* **What you need to do**: Extract the lines below, starting at the line that contains "the rabbit's head" and running through the end of the items, inclusive, and repeat them verbatim.

Stored dataset items:
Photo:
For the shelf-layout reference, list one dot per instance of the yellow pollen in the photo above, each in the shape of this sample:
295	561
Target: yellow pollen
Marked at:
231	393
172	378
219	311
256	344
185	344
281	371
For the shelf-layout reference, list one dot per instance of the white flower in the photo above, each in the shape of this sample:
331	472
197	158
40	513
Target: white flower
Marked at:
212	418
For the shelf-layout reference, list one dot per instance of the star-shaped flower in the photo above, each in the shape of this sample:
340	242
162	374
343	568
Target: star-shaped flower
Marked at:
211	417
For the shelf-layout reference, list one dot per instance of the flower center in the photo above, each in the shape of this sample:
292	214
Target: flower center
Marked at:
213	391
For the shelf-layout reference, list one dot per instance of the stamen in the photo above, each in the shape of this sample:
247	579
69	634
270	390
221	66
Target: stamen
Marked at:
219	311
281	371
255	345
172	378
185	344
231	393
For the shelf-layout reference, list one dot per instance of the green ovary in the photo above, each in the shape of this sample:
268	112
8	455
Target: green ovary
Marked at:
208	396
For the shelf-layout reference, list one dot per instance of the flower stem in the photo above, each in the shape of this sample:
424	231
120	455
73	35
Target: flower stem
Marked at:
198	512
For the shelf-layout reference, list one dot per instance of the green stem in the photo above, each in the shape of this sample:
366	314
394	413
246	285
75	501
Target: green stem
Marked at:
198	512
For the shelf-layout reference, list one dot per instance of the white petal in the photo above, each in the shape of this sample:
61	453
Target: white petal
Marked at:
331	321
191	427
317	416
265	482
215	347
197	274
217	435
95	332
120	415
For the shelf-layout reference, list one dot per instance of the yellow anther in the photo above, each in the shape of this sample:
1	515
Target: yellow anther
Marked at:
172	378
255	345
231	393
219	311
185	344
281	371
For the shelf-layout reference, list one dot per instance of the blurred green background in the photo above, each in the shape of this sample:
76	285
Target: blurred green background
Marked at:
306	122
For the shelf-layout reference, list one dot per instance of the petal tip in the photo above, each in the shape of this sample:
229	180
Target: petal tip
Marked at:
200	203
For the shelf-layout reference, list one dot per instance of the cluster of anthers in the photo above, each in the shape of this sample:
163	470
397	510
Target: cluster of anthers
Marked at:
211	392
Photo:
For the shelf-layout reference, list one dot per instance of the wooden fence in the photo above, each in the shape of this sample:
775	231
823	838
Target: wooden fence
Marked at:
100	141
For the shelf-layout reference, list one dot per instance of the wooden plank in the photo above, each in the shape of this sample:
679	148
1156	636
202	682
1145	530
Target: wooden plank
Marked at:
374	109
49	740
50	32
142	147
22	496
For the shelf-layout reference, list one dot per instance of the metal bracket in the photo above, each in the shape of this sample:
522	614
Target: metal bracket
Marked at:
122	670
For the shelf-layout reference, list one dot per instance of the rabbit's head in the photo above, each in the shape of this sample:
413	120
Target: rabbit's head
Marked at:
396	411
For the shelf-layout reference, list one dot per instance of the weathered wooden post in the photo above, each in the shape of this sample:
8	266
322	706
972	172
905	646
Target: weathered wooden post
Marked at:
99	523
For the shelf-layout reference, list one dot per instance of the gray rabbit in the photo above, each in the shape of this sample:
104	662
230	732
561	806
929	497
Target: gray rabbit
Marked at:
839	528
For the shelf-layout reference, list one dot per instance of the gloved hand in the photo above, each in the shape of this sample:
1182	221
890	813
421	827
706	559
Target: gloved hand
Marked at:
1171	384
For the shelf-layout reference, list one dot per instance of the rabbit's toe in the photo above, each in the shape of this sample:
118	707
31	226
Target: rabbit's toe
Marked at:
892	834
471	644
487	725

* **Full response**:
For the shelf-layout reference, list one dot per instance of the rabbit's head in the photo above, each in the shape of this sample:
413	120
Target: rabbit's head
Marked at:
396	411
For the shelf-layout reference, list one dot per instance of the weathered wooden post in the photo above, each in the shape of this sample:
8	266
322	706
972	172
905	646
Target: weathered wooden post
Marked at:
99	523
For the shelf-layout reference, list one dot per instance of the gray rabbit in the photo above, each in the shape of this sample:
104	662
230	732
561	806
929	497
Target: gray rabbit
Marked at:
839	528
For the shelf-layout reference, list one dot per instance of the gloved hand in the photo above, each in the shape of this sample:
1182	221
890	813
421	827
706	559
Target: gloved hand
Marked at:
1171	384
For the shelf-layout reference, list one dot per instance of the rabbit's toe in the photo above, each in the shape of this sample:
118	707
31	226
Target: rabbit's toe
Marked at:
892	834
471	644
487	725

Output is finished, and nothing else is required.